REQUIREMENT
How many lines in the listing below contain the string "brick", counting only case-exact matches? Reply with the number alone.

>> begin

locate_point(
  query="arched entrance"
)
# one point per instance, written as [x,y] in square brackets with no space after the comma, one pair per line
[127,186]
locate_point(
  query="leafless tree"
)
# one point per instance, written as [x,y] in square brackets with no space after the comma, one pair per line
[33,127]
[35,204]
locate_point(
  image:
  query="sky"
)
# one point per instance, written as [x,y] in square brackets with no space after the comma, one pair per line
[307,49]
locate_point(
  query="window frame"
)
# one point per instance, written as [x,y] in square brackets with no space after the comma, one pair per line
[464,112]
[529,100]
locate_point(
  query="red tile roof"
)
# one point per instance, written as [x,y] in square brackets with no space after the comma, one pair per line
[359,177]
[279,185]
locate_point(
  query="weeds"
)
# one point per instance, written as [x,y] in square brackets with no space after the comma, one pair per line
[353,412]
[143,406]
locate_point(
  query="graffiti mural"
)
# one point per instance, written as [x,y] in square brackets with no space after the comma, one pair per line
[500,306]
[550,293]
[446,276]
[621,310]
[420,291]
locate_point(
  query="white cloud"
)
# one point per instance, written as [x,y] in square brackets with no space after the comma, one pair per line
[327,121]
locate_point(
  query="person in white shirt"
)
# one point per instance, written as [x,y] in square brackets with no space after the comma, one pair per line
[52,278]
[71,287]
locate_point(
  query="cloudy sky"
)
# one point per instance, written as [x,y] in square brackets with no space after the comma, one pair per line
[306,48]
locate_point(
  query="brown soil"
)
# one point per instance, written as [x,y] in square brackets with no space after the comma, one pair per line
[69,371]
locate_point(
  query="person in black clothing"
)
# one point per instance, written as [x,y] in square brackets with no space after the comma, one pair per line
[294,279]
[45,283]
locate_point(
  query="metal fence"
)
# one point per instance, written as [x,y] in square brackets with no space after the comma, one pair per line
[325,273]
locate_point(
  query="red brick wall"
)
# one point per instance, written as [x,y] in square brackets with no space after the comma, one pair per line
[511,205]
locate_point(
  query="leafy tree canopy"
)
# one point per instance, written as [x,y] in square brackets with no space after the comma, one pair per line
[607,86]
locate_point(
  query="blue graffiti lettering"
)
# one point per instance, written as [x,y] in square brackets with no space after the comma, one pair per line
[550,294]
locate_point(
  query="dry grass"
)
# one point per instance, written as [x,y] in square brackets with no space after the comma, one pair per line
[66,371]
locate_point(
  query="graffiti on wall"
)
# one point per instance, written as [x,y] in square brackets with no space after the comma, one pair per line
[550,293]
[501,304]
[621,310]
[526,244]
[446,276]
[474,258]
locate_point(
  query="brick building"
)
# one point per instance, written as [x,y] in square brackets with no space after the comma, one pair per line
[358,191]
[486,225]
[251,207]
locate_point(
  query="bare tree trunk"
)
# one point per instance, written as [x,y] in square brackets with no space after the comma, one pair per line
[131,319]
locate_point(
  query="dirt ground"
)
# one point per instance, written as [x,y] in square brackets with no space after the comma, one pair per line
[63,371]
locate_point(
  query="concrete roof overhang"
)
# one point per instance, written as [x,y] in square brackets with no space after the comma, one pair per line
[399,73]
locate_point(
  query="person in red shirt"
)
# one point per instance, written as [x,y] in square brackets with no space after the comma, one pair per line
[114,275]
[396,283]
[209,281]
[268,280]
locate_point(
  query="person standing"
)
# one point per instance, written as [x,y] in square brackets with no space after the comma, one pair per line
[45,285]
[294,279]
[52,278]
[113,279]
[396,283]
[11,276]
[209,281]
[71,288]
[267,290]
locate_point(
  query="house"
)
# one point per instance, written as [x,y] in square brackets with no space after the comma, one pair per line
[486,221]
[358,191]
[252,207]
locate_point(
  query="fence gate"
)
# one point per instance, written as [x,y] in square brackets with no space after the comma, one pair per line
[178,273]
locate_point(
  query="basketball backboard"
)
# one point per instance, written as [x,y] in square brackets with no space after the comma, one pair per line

>> end
>> begin

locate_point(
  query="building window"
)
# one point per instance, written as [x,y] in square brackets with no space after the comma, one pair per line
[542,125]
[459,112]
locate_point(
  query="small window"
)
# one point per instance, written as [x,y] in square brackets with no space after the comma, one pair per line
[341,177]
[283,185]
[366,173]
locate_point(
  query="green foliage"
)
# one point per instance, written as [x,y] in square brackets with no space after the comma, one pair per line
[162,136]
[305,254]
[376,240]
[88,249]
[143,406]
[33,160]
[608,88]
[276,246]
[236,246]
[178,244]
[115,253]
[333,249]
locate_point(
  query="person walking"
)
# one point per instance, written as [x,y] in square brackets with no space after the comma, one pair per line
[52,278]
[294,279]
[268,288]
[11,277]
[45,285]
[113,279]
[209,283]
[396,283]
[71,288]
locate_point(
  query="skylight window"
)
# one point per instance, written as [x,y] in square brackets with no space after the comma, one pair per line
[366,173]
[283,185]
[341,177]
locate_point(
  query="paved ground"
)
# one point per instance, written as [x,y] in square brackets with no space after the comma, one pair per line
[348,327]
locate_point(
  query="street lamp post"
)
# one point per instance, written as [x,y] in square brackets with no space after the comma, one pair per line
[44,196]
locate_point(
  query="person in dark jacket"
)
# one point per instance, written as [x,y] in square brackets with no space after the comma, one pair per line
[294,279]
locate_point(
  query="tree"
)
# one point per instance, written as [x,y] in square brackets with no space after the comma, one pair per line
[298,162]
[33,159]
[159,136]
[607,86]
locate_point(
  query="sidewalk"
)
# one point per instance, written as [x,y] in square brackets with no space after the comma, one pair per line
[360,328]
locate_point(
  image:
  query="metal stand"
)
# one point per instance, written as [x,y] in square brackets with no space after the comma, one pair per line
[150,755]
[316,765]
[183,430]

>> end

SOLUTION FOR THIS EXERCISE
2